**Source data:**
::::::::

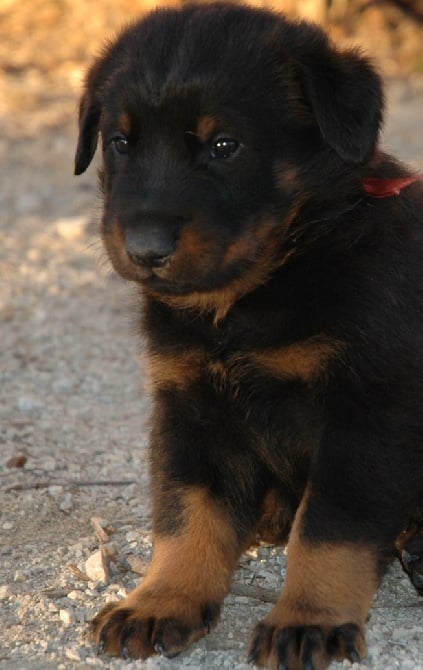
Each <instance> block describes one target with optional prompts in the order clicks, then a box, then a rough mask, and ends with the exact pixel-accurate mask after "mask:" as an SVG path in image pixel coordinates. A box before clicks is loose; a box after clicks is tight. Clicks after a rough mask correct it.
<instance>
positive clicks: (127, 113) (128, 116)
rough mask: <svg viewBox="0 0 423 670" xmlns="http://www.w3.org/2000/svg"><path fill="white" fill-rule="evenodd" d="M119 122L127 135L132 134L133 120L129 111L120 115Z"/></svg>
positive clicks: (121, 128) (122, 131)
mask: <svg viewBox="0 0 423 670" xmlns="http://www.w3.org/2000/svg"><path fill="white" fill-rule="evenodd" d="M119 123H120V127H121V129H122V132H123V134H124V135H125V137H129V135H130V134H131V128H132V122H131V117H130V116H129V114H128V113H127V112H124V113H123V114H121V115H120V118H119Z"/></svg>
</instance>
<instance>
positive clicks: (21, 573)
mask: <svg viewBox="0 0 423 670" xmlns="http://www.w3.org/2000/svg"><path fill="white" fill-rule="evenodd" d="M25 580H26V576H25V573H24V572H23V571H22V570H16V571H15V574H14V575H13V581H14V582H24V581H25Z"/></svg>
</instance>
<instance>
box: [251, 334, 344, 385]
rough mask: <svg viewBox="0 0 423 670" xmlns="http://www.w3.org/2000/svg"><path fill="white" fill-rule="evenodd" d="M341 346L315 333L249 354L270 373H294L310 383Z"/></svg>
mask: <svg viewBox="0 0 423 670" xmlns="http://www.w3.org/2000/svg"><path fill="white" fill-rule="evenodd" d="M342 349H343V344H342V342H339V341H336V340H333V339H331V338H330V337H327V336H326V335H317V336H315V337H310V338H309V339H307V340H303V341H302V342H296V343H294V344H291V345H289V346H286V347H278V348H276V349H270V350H266V351H261V352H256V353H254V354H252V355H251V361H252V362H253V363H255V364H256V365H258V366H259V367H262V368H264V369H265V370H266V372H268V373H270V374H271V375H272V376H274V377H298V378H299V379H302V380H303V381H305V382H309V383H311V382H313V381H315V380H316V379H317V378H318V377H320V376H321V375H322V374H323V373H324V372H325V370H326V368H327V366H328V364H329V363H330V361H331V360H333V359H335V358H337V357H338V356H339V355H340V354H341V353H342Z"/></svg>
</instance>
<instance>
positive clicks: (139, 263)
mask: <svg viewBox="0 0 423 670" xmlns="http://www.w3.org/2000/svg"><path fill="white" fill-rule="evenodd" d="M127 254H128V256H129V258H130V259H131V261H132V262H133V263H136V264H137V265H141V266H142V267H145V268H151V269H154V268H161V267H163V265H166V263H167V262H168V261H169V259H170V254H164V255H160V254H157V253H155V252H154V251H152V252H149V251H147V252H144V253H138V252H132V251H127Z"/></svg>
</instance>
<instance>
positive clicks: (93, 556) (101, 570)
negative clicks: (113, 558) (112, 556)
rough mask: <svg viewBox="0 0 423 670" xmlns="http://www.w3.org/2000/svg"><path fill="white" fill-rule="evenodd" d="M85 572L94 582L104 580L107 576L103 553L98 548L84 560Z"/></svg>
mask: <svg viewBox="0 0 423 670" xmlns="http://www.w3.org/2000/svg"><path fill="white" fill-rule="evenodd" d="M85 572H86V573H87V576H88V577H89V578H90V579H91V580H92V581H94V582H106V581H107V579H108V576H109V571H108V566H107V563H106V562H105V560H104V557H103V553H102V552H101V551H100V550H98V551H96V552H94V554H92V555H91V556H90V557H89V558H88V559H87V560H86V561H85Z"/></svg>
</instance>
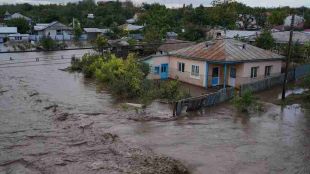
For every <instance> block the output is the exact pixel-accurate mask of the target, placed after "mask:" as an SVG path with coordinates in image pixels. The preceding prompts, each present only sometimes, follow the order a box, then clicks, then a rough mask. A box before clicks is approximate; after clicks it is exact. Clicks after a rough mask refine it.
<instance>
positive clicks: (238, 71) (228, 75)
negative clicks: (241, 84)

::::::::

**EXERCISE:**
Transcribe each entry precisely as given, leaving the pictures out.

**EXPECTED ANSWER:**
Each <instance> block describes one target with optional prompts in the order clicks, then a box, then a rough mask, and ends with the exact pixel-accurate mask after "mask:" as an SVG path in image pixel coordinates. A box before clicks is loose; a box after clicks is tight. Clicks after a rough mask correct it.
<instance>
positive clicks: (127, 113) (128, 116)
rough mask: <svg viewBox="0 0 423 670" xmlns="http://www.w3.org/2000/svg"><path fill="white" fill-rule="evenodd" d="M119 122L127 135L132 134L133 120L129 111L120 115Z"/></svg>
positive clicks: (121, 128) (122, 131)
mask: <svg viewBox="0 0 423 670" xmlns="http://www.w3.org/2000/svg"><path fill="white" fill-rule="evenodd" d="M119 123H120V127H121V129H122V132H123V134H124V135H125V137H129V135H130V134H131V128H132V122H131V117H130V116H129V114H128V113H127V112H124V113H123V114H121V115H120V118H119Z"/></svg>
</instance>
<instance>
positive clicks: (21, 573)
mask: <svg viewBox="0 0 423 670" xmlns="http://www.w3.org/2000/svg"><path fill="white" fill-rule="evenodd" d="M25 580H26V576H25V573H24V572H23V571H22V570H16V571H15V574H14V575H13V581H14V582H24V581H25Z"/></svg>
</instance>
<instance>
box: [251, 334, 344, 385]
rough mask: <svg viewBox="0 0 423 670" xmlns="http://www.w3.org/2000/svg"><path fill="white" fill-rule="evenodd" d="M341 346L315 333L249 354L270 373H294L310 383Z"/></svg>
mask: <svg viewBox="0 0 423 670" xmlns="http://www.w3.org/2000/svg"><path fill="white" fill-rule="evenodd" d="M342 349H343V344H342V342H339V341H336V340H333V339H331V338H330V337H327V336H326V335H317V336H315V337H310V338H309V339H307V340H303V341H302V342H296V343H294V344H291V345H289V346H286V347H278V348H276V349H270V350H266V351H261V352H256V353H254V354H252V355H251V361H252V362H253V363H255V364H256V365H258V366H259V367H262V368H264V369H265V370H266V372H268V373H270V374H271V375H272V376H274V377H298V378H299V379H302V380H303V381H305V382H309V383H311V382H313V381H315V380H316V379H317V378H318V377H320V376H321V375H322V374H323V373H324V372H325V370H326V368H327V366H328V364H329V363H330V361H331V360H333V359H335V358H337V357H338V356H339V355H340V354H341V353H342Z"/></svg>
</instance>
<instance>
positive clicks: (139, 263)
mask: <svg viewBox="0 0 423 670" xmlns="http://www.w3.org/2000/svg"><path fill="white" fill-rule="evenodd" d="M127 254H128V256H129V258H130V259H131V261H132V262H133V263H136V264H137V265H141V266H142V267H145V268H151V269H154V268H161V267H163V265H166V263H167V262H168V261H169V259H170V254H164V255H160V254H157V253H155V252H154V251H152V252H149V251H147V252H144V253H138V252H132V251H127Z"/></svg>
</instance>
<instance>
positive clicks: (93, 556) (101, 570)
negative clicks: (113, 558) (112, 556)
rough mask: <svg viewBox="0 0 423 670" xmlns="http://www.w3.org/2000/svg"><path fill="white" fill-rule="evenodd" d="M85 572L94 582L104 580L107 576L103 553L98 548L84 560Z"/></svg>
mask: <svg viewBox="0 0 423 670" xmlns="http://www.w3.org/2000/svg"><path fill="white" fill-rule="evenodd" d="M85 572H86V573H87V576H88V577H89V578H90V579H91V580H92V581H94V582H106V581H107V579H108V576H109V571H108V566H107V563H106V562H105V560H104V557H103V553H102V552H101V551H100V550H98V551H96V552H94V554H92V555H91V556H90V557H89V558H88V559H87V560H86V561H85Z"/></svg>
</instance>
For every <instance> block the output is the exact pixel-accurate mask of the target, placed after "mask:" as an SVG path with coordinates in image pixels. The preceding prompts, each present only sometimes, follow the order a box, then clicks, then a rough mask. A box before clicks is approximate; after clicks it is exact. Clicks after a rough mask refine it.
<instance>
positive clicks: (238, 71) (228, 75)
negative clicks: (241, 84)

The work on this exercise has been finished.